## SELECTED TEXT
[BEGIN]

1. http://www.evsc.virginia.edu/faculty/people/mann.shtml
2. http://www.evsc.virginia.edu/faculty/people/mann.shtml

Original Filename: 1018647333.txt | Return to the index page | Permalink | Later Emails

From: "Michael E. Mann" <mann@xxxxxxxxx.xxx>
To: Ed Cook <drdendro@xxxxxxxxx.xxx>
Subject: Re: Your letter to Science
Date: Fri, 12 Apr 2002 17:35:xxx xxxx xxxx
Cc: Malcolm Hughes <mhughes@xxxxxxxxx.xxx>, Malcolm Hughes <mhughes@xxxxxxxxx.xxx>, esper@xxxxxxxxx.xxx, k.briffa@xxxxxxxxx.xxx, t.osborn@xxxxxxxxx.xxx, p.jones@xxxxxxxxx.xxx, tcrowley@xxxxxxxxx.xxx, rbradley@xxxxxxxxx.xxx, jto@u.arizona.edu, srutherford@xxxxxxxxx.xxx

Dear Ed, Tom, Keith, etc.
In keeping w/ the spirit of Tom's and Keith's emails, I wanted to stress, before we all
break for the weekend, that this is ultimately about the science, its not personal. If my
comments seemed to assail e.g. Keith's motives or integrity, etc. I believe that they were
misunderstood (as I tried to clarify that in my previous message), but I can see that
there was a potential for misunderstanding of my message (precision in wording is very
important) given the high levels of sensitivity in this debate. So I wanted to leave no
uncertainty about that. And of course, I very much apologize to Keith (and Tim) if they
took them my comments that way. They, again, were most decidedly not intended that way.
I hope we can resolve the scientific issues objectively, and w/out injecting or any
personal feelings into any of this. There are some substantial scientific differences here,
lets let them play out the way they are supposed to, objectively, and in the peer reviewed
literature.
Enjoy the weekend all.
cheers,
Mike
At 01:35 PM 4/12/xxx xxxx xxxx, Ed Cook wrote:

Hi Mike, Tom, etc,
Okay, I am quite happy to give this debate a rest, although I am sure that the issues
brought up will still be grounds for scientific debate. I admit to getting a bit riled
when I saw the ECS results on the MWP described as "perilous" because I regard that as
being an unfair characterization of the work presented. Be that as it may, my reply to
Science will be very carefully worded so as not to inflame the issues. Nuff said. Have a
good weekend. I certainly intend to do so.
Ed

Ed and others,
I thought I too should chime in here one last time...
I'll leave it to you, Malcolm, Keith and others to debate out the issue of any
additional uncertainties, biases, etc. that might arise from RCS in the presence of
limited samples. That is beyond my range of expertise. But since this is a new and
relatively untested approach, and it is on the basis of this approach that other
estimates are being argued to be "underestimates", we would indeed have been remiss now
to point this out in our letter.
The wording "perilous" perhaps should be changed, by I very much stand by the overall
sentiment expressed by Malcolm in our piece with regard to RCS.

[END]

## SET TASKS
**1)** In the email exchange, what word used to describe the ECS results on the MWP got Ed Cook a bit riled?
**2)** Rewrite the records from their start through the line containing "[109,142,136,194]", swapping "Endpoint" for "Route" and leaving everything else the same. Return only that stretch, without the pictures.

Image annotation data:

[BEGIN]

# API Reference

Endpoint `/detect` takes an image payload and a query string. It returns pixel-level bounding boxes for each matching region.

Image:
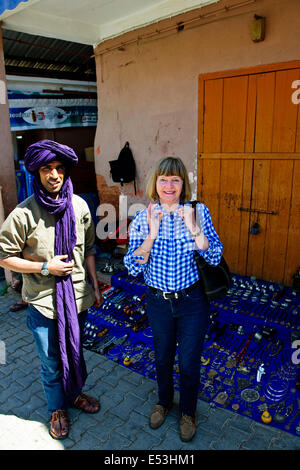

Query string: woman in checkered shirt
[124,157,223,441]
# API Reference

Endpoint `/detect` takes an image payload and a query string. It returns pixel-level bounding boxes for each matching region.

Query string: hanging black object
[192,201,230,302]
[109,142,136,194]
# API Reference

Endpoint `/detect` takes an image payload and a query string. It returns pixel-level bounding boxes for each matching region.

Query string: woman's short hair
[146,157,192,203]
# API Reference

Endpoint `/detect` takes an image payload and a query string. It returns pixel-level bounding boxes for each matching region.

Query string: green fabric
[0,195,95,318]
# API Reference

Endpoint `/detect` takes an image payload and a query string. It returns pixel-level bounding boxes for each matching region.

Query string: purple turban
[24,140,78,174]
[24,140,87,402]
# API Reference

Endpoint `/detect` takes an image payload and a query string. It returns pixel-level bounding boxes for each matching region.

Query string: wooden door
[198,62,300,285]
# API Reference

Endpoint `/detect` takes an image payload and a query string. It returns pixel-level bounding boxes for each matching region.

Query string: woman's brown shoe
[180,415,197,442]
[49,410,69,439]
[149,403,171,429]
[73,393,100,413]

[END]

## SOLUTIONS PER TASK
**1)** "Perilous"

**2)**
# API Reference

Route `/detect` takes an image payload and a query string. It returns pixel-level bounding boxes for each matching region.

Image:

Query string: woman in checkered shirt
[124,157,223,441]
# API Reference

Route `/detect` takes an image payload and a query string. It returns pixel-level bounding boxes for each matching region.

Query string: hanging black object
[192,201,230,302]
[109,142,136,194]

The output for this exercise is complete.